═════ DATA LISTING ═════

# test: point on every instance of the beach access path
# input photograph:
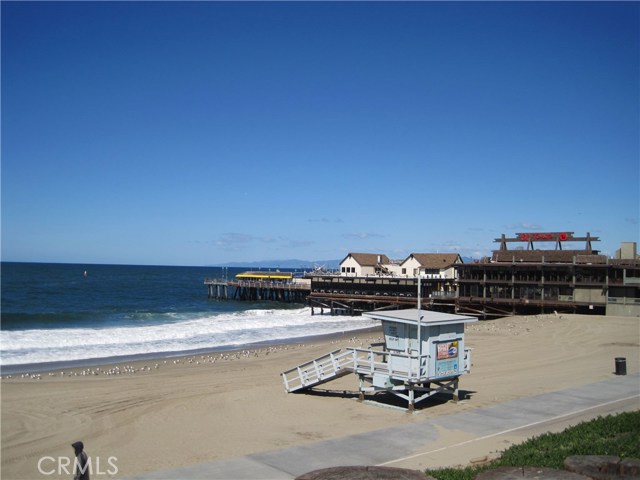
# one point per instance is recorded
(431, 443)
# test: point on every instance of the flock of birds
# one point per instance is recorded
(204, 359)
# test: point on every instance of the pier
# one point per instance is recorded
(258, 290)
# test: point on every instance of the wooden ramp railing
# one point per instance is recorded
(323, 369)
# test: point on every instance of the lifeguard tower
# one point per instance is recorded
(423, 353)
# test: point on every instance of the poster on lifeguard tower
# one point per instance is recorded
(447, 359)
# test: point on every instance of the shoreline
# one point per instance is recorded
(233, 404)
(7, 371)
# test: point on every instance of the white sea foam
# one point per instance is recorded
(183, 332)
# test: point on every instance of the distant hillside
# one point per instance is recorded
(289, 264)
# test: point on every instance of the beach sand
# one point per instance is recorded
(166, 413)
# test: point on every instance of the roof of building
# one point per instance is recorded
(427, 317)
(367, 259)
(551, 256)
(436, 260)
(266, 275)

═════

OBJECTIVE
Reproduce each entry precisely. Leave the pictures out.

ANSWER TO THE TASK
# test: point on every instance of the beach access path
# input photograph:
# one point per instance is recorded
(431, 443)
# test: point on every instance of the flock of birds
# one point per instance is recorded
(204, 359)
# test: point on every instance of the pier
# one point per instance is recorded
(258, 290)
# test: point on every instance of the wooden ramp railing
# one point per instance is recorded
(323, 369)
# test: point on every instance of the lifeguard tower
# one point per instance is recorded
(423, 353)
# test: point on every instance of the poster on lifeguard tower
# one point per instance is recorded
(447, 359)
# test: point on every instance of the shoreline
# one point per instance is recorded
(233, 404)
(7, 371)
# test: point on every instance of the white sea foam
# one point per instance is recorded
(183, 332)
# test: point on every instance of the distant hillside
# one point per instance is recorded
(289, 264)
# test: point on every instance of the beach sand
# one point per instance is recorded
(166, 413)
# test: point on every instance of the roof of building
# one point per instance is recorded
(427, 317)
(367, 259)
(551, 256)
(436, 260)
(266, 275)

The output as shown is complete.